# How do you say it - Cow or Cattle?



## elevan (Sep 18, 2011)

Please let us know how refer to the domestic bovine.  Is is cattle or cow?


----------



## Nifty (Sep 18, 2011)

Great poll!   We started out as "BackYardCows" and we have a whole section on "cows", but the big question is:  Should we swap out "cows" for "cattle" in all the forum section titles?

Let us know which one use!


----------



## currycomb (Sep 18, 2011)

one female bovine is a cow, several bovines are cattle


----------



## elevan (Sep 18, 2011)

currycomb said:
			
		

> one female bovine is a cow, several bovines are cattle


True.  But as a collective we'd like to know how members reference them. Would you mind casting your vote above for how you reference them to help us out?


----------



## jhm47 (Sep 18, 2011)

It should be cattle.  Cows are females.  This forum covers cows, heifers, bulls, steers, calves, etc., and cattle covers all of them.


----------



## Stubbornhillfarm (Sep 19, 2011)

jhm47 said:
			
		

> It should be cattle.  Cows are females.  This forum covers cows, heifers, bulls, steers, calves, etc., and cattle covers all of them.


X2


----------



## aggieterpkatie (Sep 19, 2011)

My vote is for cattle as well.  We want to be using the correct terminology!


----------



## WildRoseBeef (Sep 19, 2011)

Cattle is the proper term to refer to those animals (or cattlebeasts) that we do not know the sex, age, or even breed of.  Cows is just not right, especially if there's a few bulls in with a herd of cows.  For me, calling a bull a cow is a bit of an insult! :/  I only call it a herd of cows if I know FOR SURE if that herd ARE _just_ cows, not a mix of sexes and/or ages.

▸ Data:
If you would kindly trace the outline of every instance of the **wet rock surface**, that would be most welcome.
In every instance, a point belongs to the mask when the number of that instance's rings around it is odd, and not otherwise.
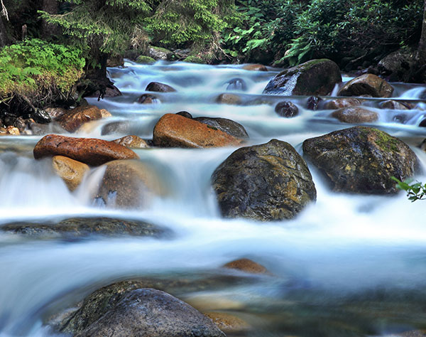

▸ Work required: Please copy the cow-or-cattle forum thread above word for word, from its title through the last post.

▸ Solution to the problem:
# How do you say it - Cow or Cattle?



## elevan (Sep 18, 2011)

Please let us know how refer to the domestic bovine.  Is is cattle or cow?


----------



## Nifty (Sep 18, 2011)

Great poll!   We started out as "BackYardCows" and we have a whole section on "cows", but the big question is:  Should we swap out "cows" for "cattle" in all the forum section titles?

Let us know which one use!


----------



## currycomb (Sep 18, 2011)

one female bovine is a cow, several bovines are cattle


----------



## elevan (Sep 18, 2011)

currycomb said:
			
		

> one female bovine is a cow, several bovines are cattle


True.  But as a collective we'd like to know how members reference them. Would you mind casting your vote above for how you reference them to help us out?


----------



## jhm47 (Sep 18, 2011)

It should be cattle.  Cows are females.  This forum covers cows, heifers, bulls, steers, calves, etc., and cattle covers all of them.


----------



## Stubbornhillfarm (Sep 19, 2011)

jhm47 said:
			
		

> It should be cattle.  Cows are females.  This forum covers cows, heifers, bulls, steers, calves, etc., and cattle covers all of them.


X2


----------



## aggieterpkatie (Sep 19, 2011)

My vote is for cattle as well.  We want to be using the correct terminology!


----------



## WildRoseBeef (Sep 19, 2011)

Cattle is the proper term to refer to those animals (or cattlebeasts) that we do not know the sex, age, or even breed of.  Cows is just not right, especially if there's a few bulls in with a herd of cows.  For me, calling a bull a cow is a bit of an insult! :/  I only call it a herd of cows if I know FOR SURE if that herd ARE _just_ cows, not a mix of sexes and/or ages.